** Exercises to complete **
a – Name every tractor model listed in the tractor field of the forum post about the M59's EGR valve.
b – Write a continuation of the forum post about the M59's EGR valve, picking up after its final line.

** Excerpt **

##############################

M59 and EGR Valve

   / M59 and EGR Valve #1  

rScotty

Super Member
Joined
Apr 21, 2001
Messages
8,290
Location
Rural mountains - Colorado
Tractor
Kubota M59, JD530, JD310SG. Restoring Yanmar YM165D
Hard to believe, but it's been almost ten years and 1000 hours since my we bought the M59. It's been an amazing machine.

But not quite perfect.... it does work well, but in my opinion it has always burnt a little too much fuel and certainly makes way too much black smoke. I've thought about that for years, and I'm now considering disabling the EGR valve for better combustion. Has anyone done that? Any Advice?

The M59 uses Kubota's standard 150 cu. in. 4 cylinder, turbocharged, indirect injection engine (the V2403-M-TE3) vintage 2007. The shop manual implies that EGR valve is an add-on emission solution to an engine that has been around for awhile. The shop manual has an entire new section devoted to the EGR system.

Through the years I've changed several things to make this machine work better for us, but have just sort of ignored the thick black smoke that it makes when starting or revving up, just like I've ignored the rather low fuel mileage. That was easy enough since I didn't know what to do other than think about it awhile. Of course diesels do smoke, but this seemed excessive. Easy to ignore when the rest of the machine works so well.

And I figured that fuel consumption and black smoke might simply be the 7000 foot altitude here. Up here there's less available oxygen in the air - and at first I thought that I'm not going to be able to do much about that....and then one day while enjoying some loader work while listening to the EGR hammer & rattle away....and dodging the smoke plume..... it occured to me that maybe I could do something. After all, the engine has a perfectly good turbo - maybe that turbo is being crippled by the EGR valve. So I got out the shop manual and began to study up. It looks easy enough to do. The EGR valve is driven open by boost pressure from the turbo. Just plug it up?

So that's what I'm thinking.....what do you guys think?

##############################

** Listed records **
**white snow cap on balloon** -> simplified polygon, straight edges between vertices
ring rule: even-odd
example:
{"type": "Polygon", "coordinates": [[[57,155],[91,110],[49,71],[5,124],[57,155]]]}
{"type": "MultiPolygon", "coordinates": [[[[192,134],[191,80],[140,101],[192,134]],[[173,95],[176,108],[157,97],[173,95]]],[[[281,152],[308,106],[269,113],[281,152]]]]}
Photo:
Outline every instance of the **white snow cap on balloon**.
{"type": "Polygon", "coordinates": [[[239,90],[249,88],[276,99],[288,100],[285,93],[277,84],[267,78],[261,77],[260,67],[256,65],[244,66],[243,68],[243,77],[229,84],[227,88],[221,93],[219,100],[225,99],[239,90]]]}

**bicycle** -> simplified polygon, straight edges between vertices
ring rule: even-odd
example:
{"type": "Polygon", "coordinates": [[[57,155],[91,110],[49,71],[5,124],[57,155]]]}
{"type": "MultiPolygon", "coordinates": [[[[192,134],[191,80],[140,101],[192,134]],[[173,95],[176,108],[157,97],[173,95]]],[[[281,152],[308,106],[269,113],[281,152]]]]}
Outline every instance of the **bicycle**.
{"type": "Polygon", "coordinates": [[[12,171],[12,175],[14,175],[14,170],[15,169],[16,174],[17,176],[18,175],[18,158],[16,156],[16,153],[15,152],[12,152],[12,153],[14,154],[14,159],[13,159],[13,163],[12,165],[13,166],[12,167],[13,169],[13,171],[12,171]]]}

##############################

** Task answers **
a – Kubota M59, JD530, JD310SG, Yanmar YM165D

b –
rScotty
 
   / M59 and EGR Valve #2  
I took the egr off my L5740 which uses the same engine. You can disable it or remove the whole thing which is what I did. You will need to get made or fabricate small plates to seal off the port on the exhaust and intake manifolds. I'm betting your intake manifold is cruded up with carbon which will not help at your high altitude.
 
   / M59 and EGR Valve #3  
I've done some research on this also since buying my 2013 M59. I'm surprised yours has the EGR being a 2007 production motor. I thought thought the EGR was an interim Tier IV bandaid. But any way, I dropped mine by the dealer this week to observe the motor as it started. I live at 8000 in Colorado and it always stumbled, stuttered, and smoked for about 5-7 seconds. At 5000' and then later at 2000' in Kansas, this startup stumbling was completely gone...just a puff of black smoke at startup and then running smooth. My L39 and ZD326 mower do this also. But in any case, the dealer immediately asked me what elevation I lived at (a factor?) and told me that he had recently went to a class about the EGR motors and he thought the timing was retarded. Other threads I have found also support this. If the EGR is closed off, I think the timing can be advanced, giving less EGT's and better economy at speed. Another thing that sucks about the EGR is Rotella 5w-40 is not rated for it...too much soot being recycled I guess. I would like to learn more about this also. Not sure but EGTs and cylinder head temperatures may vary in an inverse relationship...which if true, is not completely intuitive for me at this juncture.
 
Last edited:
   / M59 and EGR Valve #4  
I would like to learn how to advance the timing myself but I've done it on my 5.9 12v Cummins and to do it properly using the "spill" method rather than resorting to the timing pin ( very inaccurate) is a bit of a bearcat.
 
   / M59 and EGR Valve #5  
I am leery of only disabling the EGR without changing the timing since the EGR reduces cylinder head temperatures.
 
Last edited:
   / M59 and EGR Valve
  • Thread Starter
#6  
I am leery of only disabling without changing the timing since the EGR reduces cylinder head temperatures.

Yes, I've heard that too. It does make sense that the EGR reduces cylinder head temperatures, since it is oxygen that makes a lean mixture burn hot, and what the EGR does is replace some of the incoming charge with some of the already-burned exhaust gases. That reduces some of the oxygen that it be present in a normal intake charge. So the engine burns cooler.

But here at 7000 feet altitude the incoming air has already lost 22% of the oxygen that sea-level air has. (Altitude.org | Altitude air pressure calculator) So our engines already burn cooler without us changing anything. Mechanics deal with this all the time; it's basic high-atitude tuning.
What I don't know, is just how much engine heat does 22% less oxygen represent? Is it significant?

I'm still thinking it through....still leery too. Still looking at the options, and that's why I want to learn as much as I can here on the forum.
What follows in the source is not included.